▶ Data shown:
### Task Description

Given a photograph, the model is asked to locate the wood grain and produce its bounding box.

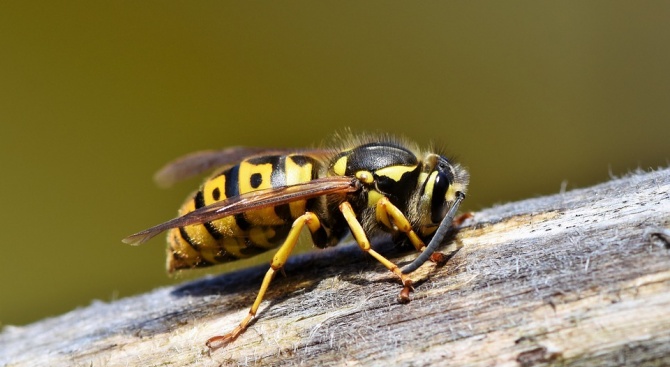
[0,169,670,366]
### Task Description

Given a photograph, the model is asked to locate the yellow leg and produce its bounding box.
[340,201,412,303]
[207,212,321,350]
[375,197,426,251]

▶ Problem details: Return each line of the listing above that contains the word "locate". Case counts, so match capitalization.

▶ Answer in full:
Given a photograph, the model is asked to locate the wood grain and produce its bounding box.
Given a photograph, the model is asked to locate the yellow leg and produce its bounding box.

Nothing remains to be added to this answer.